§ **EXERCISE TASK 1**
From the IPv4-to-IPv6 translation excerpt, repeat word for word the part that opens with the words containing "If the DF bit is set and the packet" and closes with "resulting packet.".
§ **EXERCISE TASK 2**
In the IPv4-to-IPv6 translation excerpt, what must the translator send to the IPv4 source address when the DF bit is set and the next-hop interface's MTU is less than the packet's total length value plus 20?
§ **EXERCISE TASK 3**
Carry on the IPv4-to-IPv6 translation excerpt from the point where it stops.

§ **SOURCE EXTRACT**
## Start
The resulting fragments are then translated independently using the
logic described below.
If the DF bit is set and the MTU of the next-hop interface is less
than the total length value of the IPv4 packet plus 20, the
translator MUST send an ICMPv4 "Fragmentation Needed" error message
to the IPv4 source address.
If the DF bit is set and the packet is not a fragment (i.e., the More
Fragments (MF) flag is not set and the Fragment Offset is equal to
zero), then the translator SHOULD NOT add a Fragment Header to the
resulting packet.
*/
// Note the RFC has notes on how to set fragmentation fields.
let ipv6_header = Ipv6Header {
// Traffic Class: By default, copied from the IP Type Of Service (TOS)
// octet. According to [RFC2474], the semantics of the bits are
// identical in IPv4 and IPv6. However, in some IPv4 environments
// these fields might be used with the old semantics of "Type Of
// Service and Precedence". An implementation of a translator SHOULD
// support an administratively configurable option to ignore the IPv4
// TOS and always set the IPv6 traffic class (TC) to zero. In
// addition, if the translator is at an administrative boundary, the
// filtering and update considerations of [RFC2475] may be
// applicable.
## End
§ **SOURCE EXCERPT**
## Start
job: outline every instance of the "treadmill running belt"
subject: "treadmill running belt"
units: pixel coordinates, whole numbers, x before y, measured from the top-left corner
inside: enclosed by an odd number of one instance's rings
## End
§ **EXPECTED ANSWER 1**
If the DF bit is set and the packet is not a fragment (i.e., the More
Fragments (MF) flag is not set and the Fragment Offset is equal to
zero), then the translator SHOULD NOT add a Fragment Header to the
resulting packet.

§ **EXPECTED ANSWER 2**
An ICMPv4 "Fragmentation Needed" error message.

§ **EXPECTED ANSWER 3**
// Note: DSCP is the new name for TOS
traffic_class: ipv4_header.dscp.value(),
// Flow Label: 0 (all zero bits)
flow_label: Ipv6FlowLabel::ZERO,
// Payload Length: Total length value from the IPv4 header, minus the
// size of the IPv4 header and IPv4 options, if present.
payload_length: total_length - (header_length as u16),
// Next Header: For ICMPv4 (1), it is changed to ICMPv6 (58);
// otherwise, the protocol field MUST be copied from the IPv4 header.
next_header: match ipv4_header.protocol {
IpNumber::ICMP => IpNumber::IPV6_ICMP,
other => other,
},
// Hop Limit: The hop limit is derived from the TTL value in the IPv4
// header. Since the translator is a router, as part of forwarding
// the packet it needs to decrement either the IPv4 TTL (before the
// translation) or the IPv6 Hop Limit (after the translation). As
// part of decrementing the TTL or Hop Limit, the translator (as any
// router) MUST check for zero and send the ICMPv4 "TTL Exceeded" or
// ICMPv6 "Hop Limit Exceeded" error.
// TODO: do we really need to act as a router?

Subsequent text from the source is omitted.